What the exercise asks: Using the entries below, transcribe exactly the line containing "# test: pointer marks the chrome" and each line that follows it to the end.

:::

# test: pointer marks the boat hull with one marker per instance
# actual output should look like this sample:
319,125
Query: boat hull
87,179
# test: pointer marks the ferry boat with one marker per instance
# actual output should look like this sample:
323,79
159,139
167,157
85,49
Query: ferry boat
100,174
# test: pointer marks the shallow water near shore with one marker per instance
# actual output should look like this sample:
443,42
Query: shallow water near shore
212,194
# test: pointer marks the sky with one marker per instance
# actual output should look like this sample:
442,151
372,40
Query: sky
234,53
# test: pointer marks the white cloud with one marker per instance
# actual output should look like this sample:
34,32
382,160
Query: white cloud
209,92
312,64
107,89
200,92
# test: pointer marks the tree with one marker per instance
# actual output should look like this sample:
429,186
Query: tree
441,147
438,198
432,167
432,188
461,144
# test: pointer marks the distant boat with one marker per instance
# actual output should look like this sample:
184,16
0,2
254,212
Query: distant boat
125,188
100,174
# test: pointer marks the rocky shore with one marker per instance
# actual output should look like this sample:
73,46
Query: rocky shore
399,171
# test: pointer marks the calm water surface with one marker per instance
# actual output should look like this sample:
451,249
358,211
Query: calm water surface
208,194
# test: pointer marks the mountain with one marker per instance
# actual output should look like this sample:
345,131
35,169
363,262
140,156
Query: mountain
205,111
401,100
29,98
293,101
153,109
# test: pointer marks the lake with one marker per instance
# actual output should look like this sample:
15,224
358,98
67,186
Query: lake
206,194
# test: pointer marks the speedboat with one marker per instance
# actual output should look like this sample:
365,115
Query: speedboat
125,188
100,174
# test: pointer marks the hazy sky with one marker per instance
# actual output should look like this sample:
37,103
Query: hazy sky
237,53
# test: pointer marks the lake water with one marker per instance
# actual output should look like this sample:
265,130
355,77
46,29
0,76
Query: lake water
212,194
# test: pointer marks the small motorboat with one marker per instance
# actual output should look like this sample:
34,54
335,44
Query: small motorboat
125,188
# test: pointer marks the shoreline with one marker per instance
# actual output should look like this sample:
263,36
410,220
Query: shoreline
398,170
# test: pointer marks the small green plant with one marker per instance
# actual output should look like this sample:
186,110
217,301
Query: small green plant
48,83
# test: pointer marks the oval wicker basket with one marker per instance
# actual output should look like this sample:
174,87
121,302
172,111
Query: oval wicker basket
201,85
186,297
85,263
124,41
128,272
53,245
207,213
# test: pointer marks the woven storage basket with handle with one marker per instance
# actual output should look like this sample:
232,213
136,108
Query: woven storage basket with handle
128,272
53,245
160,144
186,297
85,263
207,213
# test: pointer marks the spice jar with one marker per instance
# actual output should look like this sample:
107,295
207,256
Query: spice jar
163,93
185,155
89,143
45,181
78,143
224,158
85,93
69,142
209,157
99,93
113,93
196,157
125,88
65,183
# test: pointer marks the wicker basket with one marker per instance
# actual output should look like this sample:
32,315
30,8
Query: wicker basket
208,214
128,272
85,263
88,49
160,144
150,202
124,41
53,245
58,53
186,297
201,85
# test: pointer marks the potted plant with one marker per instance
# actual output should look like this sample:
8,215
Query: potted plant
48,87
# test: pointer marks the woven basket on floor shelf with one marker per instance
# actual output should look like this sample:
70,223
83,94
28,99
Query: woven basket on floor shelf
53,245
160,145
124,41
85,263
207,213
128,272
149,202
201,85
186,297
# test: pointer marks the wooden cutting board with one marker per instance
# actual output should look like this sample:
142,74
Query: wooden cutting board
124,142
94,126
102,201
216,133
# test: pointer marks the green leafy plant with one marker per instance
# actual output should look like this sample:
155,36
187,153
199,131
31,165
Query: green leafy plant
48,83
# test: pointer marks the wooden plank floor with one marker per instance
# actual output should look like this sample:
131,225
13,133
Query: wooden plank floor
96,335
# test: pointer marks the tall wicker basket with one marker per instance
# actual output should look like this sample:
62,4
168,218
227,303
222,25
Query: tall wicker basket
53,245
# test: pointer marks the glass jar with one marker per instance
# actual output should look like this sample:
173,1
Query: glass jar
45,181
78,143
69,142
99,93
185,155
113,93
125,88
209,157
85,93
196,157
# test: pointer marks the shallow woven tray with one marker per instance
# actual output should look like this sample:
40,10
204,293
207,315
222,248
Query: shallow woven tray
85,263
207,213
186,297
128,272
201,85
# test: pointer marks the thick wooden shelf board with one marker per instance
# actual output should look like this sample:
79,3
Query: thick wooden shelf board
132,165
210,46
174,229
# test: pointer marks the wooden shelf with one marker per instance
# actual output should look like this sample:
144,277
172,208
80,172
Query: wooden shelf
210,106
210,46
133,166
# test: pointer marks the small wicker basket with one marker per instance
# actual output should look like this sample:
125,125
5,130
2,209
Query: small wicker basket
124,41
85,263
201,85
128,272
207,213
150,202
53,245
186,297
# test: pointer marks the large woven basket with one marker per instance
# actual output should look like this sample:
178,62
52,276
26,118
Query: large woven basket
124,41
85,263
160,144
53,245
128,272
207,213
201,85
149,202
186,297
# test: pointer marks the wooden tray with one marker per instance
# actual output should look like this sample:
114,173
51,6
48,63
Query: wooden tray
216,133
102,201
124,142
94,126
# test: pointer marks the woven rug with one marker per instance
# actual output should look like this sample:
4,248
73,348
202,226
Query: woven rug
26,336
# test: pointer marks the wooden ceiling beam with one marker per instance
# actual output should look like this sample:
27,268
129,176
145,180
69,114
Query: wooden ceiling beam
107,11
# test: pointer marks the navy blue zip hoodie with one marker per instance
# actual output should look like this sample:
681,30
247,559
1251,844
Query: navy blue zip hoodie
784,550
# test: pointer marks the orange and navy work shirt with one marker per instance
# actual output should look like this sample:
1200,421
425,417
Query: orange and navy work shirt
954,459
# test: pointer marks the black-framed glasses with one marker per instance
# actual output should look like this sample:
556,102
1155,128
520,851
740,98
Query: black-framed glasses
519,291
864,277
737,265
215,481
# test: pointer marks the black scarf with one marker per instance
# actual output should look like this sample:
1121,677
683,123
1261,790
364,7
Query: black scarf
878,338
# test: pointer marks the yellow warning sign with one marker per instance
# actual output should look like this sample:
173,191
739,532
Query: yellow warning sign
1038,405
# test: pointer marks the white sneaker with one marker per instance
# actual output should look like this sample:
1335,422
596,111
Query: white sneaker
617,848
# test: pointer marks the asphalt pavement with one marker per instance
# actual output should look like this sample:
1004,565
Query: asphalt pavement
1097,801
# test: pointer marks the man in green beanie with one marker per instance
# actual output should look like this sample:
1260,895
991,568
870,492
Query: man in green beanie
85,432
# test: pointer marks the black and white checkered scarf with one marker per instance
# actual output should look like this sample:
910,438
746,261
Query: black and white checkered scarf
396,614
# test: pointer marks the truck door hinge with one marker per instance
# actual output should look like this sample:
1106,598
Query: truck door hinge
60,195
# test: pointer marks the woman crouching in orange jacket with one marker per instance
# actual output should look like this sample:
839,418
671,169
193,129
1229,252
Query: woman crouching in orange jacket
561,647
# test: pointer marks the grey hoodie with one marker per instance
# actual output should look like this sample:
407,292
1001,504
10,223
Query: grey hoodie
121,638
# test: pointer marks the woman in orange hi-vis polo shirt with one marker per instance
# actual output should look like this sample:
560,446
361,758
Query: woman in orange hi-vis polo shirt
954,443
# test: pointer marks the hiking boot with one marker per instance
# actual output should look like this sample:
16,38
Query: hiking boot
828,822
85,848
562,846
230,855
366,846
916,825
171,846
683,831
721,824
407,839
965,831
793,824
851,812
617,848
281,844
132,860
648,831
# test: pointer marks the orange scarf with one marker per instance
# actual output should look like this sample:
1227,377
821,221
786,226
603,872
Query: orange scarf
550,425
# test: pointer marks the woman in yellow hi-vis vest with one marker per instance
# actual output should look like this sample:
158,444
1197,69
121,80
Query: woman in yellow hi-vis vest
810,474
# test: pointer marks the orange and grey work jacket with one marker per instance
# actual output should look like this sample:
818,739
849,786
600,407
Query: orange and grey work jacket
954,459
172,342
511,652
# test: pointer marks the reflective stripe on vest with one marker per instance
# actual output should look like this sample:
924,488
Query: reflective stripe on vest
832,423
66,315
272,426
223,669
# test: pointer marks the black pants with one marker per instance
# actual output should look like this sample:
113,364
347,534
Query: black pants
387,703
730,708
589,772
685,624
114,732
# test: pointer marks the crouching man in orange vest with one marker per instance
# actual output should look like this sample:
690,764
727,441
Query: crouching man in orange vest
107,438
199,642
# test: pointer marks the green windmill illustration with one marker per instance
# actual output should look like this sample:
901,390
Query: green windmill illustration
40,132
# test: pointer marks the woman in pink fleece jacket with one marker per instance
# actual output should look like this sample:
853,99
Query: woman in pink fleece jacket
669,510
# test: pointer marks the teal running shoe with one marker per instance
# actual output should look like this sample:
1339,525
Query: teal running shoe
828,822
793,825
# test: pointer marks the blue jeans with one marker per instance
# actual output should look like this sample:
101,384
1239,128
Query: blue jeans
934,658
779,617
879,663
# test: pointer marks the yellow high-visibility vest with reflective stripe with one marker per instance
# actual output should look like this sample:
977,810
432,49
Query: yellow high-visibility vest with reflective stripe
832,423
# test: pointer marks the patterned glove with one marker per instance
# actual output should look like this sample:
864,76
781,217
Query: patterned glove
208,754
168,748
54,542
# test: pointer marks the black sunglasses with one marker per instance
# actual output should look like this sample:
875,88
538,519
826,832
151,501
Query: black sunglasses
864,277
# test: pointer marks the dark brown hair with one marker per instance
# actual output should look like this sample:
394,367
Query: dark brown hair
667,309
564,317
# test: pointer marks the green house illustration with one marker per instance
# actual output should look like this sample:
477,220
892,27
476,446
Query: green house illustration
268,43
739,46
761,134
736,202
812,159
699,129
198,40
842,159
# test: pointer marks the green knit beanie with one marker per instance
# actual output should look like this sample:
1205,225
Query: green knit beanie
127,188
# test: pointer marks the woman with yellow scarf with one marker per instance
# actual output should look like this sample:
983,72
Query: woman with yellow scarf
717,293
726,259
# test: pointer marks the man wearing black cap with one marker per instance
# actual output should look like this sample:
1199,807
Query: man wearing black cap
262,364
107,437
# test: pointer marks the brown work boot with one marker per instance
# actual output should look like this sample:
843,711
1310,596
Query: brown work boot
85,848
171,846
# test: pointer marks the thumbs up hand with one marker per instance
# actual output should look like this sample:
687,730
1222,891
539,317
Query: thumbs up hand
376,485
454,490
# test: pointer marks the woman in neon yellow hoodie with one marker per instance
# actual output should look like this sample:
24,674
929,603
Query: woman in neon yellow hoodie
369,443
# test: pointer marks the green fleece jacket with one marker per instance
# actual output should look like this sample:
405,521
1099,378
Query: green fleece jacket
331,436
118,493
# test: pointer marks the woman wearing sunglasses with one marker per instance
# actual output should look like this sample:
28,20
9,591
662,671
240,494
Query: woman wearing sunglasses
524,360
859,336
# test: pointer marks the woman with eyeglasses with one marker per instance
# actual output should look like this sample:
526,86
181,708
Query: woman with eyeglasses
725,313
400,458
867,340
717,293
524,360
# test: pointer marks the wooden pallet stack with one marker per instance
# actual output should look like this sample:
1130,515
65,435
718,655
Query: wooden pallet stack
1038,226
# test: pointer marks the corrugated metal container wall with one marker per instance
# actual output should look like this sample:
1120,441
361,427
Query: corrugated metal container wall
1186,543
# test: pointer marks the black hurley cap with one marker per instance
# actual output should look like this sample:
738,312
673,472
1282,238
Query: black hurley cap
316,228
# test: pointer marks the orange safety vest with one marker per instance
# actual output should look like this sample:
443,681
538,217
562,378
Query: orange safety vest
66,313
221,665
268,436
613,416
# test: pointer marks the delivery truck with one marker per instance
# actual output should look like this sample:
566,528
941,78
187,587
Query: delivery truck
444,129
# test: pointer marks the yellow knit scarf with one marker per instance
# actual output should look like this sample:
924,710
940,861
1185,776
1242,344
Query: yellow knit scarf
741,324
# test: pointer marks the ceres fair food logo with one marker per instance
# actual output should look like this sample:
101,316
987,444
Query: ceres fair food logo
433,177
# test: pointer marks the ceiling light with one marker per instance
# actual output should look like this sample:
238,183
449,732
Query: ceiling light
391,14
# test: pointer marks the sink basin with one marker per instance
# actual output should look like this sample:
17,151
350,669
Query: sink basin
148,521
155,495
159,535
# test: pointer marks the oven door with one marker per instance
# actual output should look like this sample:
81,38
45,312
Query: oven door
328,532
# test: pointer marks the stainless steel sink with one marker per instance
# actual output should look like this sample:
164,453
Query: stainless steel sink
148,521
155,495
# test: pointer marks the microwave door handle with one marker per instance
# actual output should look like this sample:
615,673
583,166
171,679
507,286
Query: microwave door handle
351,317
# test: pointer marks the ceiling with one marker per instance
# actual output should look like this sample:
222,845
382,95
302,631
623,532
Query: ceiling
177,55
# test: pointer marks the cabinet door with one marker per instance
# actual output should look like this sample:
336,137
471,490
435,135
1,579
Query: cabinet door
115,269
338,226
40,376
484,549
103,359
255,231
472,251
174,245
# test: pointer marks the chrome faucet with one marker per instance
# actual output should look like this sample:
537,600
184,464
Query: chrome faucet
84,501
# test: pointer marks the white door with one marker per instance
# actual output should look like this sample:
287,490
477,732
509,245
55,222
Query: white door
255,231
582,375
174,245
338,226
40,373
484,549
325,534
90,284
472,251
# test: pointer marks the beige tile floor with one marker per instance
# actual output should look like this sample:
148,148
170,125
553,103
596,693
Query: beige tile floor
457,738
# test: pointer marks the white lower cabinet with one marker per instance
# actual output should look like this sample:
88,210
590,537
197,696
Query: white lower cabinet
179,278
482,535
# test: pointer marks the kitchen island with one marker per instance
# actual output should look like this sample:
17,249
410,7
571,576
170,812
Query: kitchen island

:::

Written response:
# test: pointer marks the chrome faucet with one marker per instance
# actual output should look like this sample:
537,600
184,464
Query: chrome faucet
84,501
# test: pointer marks the white door with one marker per instance
# actual output should look like this sample:
287,490
477,732
509,245
55,222
Query: white door
255,231
582,375
174,245
338,226
40,373
484,549
325,534
90,284
472,251
# test: pointer marks the beige tile floor with one marker per instance
# actual output should look like this sample:
148,148
170,125
553,103
596,693
Query: beige tile floor
457,738
# test: pointer marks the white lower cabinet with one marker per instance
# actual output should look like this sample:
88,210
590,537
197,696
Query: white lower cabinet
179,278
482,535
# test: pointer marks the kitchen island with one marker per instance
# actual output should look like this sample:
17,249
410,7
571,576
170,812
Query: kitchen island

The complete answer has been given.